### DOCUMENT EXTRACT:
++++++

7.8            Where a surcharge is levied by a supplier of media against Audience Store and this results from late payment by the Client, the Client shall immediately reimburse to Audience Store the amount of such surcharge, together with any accrued interest charged by the supplier in respect of the overdue amount.

7.9            If late copy charges are levied by a media owner against Audience Store as a result of delay by the Client or Client Default, the Client shall immediately reimburse the amount of such late copy charges to Audience Store.

7.10         A levy of 0.1% is payable to the Advertising Standards Board of Finance (ASBOF) in relation to non-broadcast advertising, and to the Broadcast Advertising Standards Board of Finance (BASBOF) in relation to broadcast advertising. The Client shall reimburse to Audience Store any such levy, cost or expense imposed by the ASBOF or BASBOF.

7.11         In the event that Audience Store is unable to obtain credit risk insurance in respect of the Client or if Audience Store’s credit insurers revise or withdraw cover for the Client, Audience Store reserves the right to revise its terms of payment and if necessary ask for payments in advance of media bookings and/or seek suitable guarantees from the Client. If it is not possible to reach an agreement on suitable revised terms Audience Store will have the right to terminate this Agreement in accordance with clause 16.3.

7.12         Audience Store reserves the right, without limiting Audience Store’s remedies under clause 16, to charge interest on all invoices presented to the Client which are not paid by the relevant due date at the annual rate of five (5) per cent above the base rate from time to time of National Westminster bank plc, provided that the rate charged to Client shall not be higher than the maximum rate allowable under applicable law. Such interest will accrue on a daily basis from the date on which payment became overdue up to the date on which the Audience Store receives the full outstanding amount together with all accrued interest.

7.13         In the event of late payment Audience Store reserves the right to:

7.13.1         withhold further delivery of Services and/or Deliverables under the SOW until payment in full has been received from the Client; and

7.13.2         alter the payment terms applicable to this Agreement including without limitation requiring the Client to pay in advance.

7.14         Each party shall pay all monies which are payable by it to the other without any right of set off, abatement or withholding in respect of monies which are due to it or alleged to be due to it from the other party.

7.15         Audience Store will invoice the Client at cost in respect of any Expenses incurred by Audience Store in performing the Services and delivering the Deliverables.

++++++

### PROVIDED RECORDS:
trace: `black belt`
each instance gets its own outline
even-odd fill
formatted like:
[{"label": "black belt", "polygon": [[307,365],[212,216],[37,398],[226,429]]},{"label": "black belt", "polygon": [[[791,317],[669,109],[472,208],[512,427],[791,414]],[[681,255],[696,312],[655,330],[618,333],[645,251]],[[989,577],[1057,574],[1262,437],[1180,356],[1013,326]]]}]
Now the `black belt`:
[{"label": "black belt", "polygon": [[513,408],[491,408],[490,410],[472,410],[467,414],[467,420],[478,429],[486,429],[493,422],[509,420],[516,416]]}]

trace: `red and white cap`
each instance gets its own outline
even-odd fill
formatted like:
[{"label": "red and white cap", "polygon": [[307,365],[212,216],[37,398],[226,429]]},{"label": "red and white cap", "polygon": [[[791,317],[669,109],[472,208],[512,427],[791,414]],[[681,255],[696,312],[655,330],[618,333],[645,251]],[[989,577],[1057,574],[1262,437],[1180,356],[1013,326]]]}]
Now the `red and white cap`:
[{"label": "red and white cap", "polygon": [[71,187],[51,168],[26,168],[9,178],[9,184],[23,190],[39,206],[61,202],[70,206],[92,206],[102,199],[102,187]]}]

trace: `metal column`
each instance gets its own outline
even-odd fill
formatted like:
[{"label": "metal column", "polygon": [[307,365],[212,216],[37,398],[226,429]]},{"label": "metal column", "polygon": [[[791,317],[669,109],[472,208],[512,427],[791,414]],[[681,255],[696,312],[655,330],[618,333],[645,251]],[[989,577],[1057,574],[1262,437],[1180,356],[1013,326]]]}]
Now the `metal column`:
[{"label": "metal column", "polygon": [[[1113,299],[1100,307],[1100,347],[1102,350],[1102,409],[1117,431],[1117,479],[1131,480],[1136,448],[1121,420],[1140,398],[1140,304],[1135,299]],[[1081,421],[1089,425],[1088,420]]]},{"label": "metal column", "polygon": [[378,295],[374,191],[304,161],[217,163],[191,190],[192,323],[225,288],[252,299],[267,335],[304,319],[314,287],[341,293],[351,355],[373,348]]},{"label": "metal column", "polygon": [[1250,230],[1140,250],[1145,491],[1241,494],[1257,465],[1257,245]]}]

++++++

### WHAT TO DO:
In the payment terms, what annual interest rate can Audience Store charge on invoices that are not paid by the due date?

### TASK RESPONSE:
Five percent above the base rate of National Westminster Bank plc, but no higher than the maximum rate allowed under applicable law.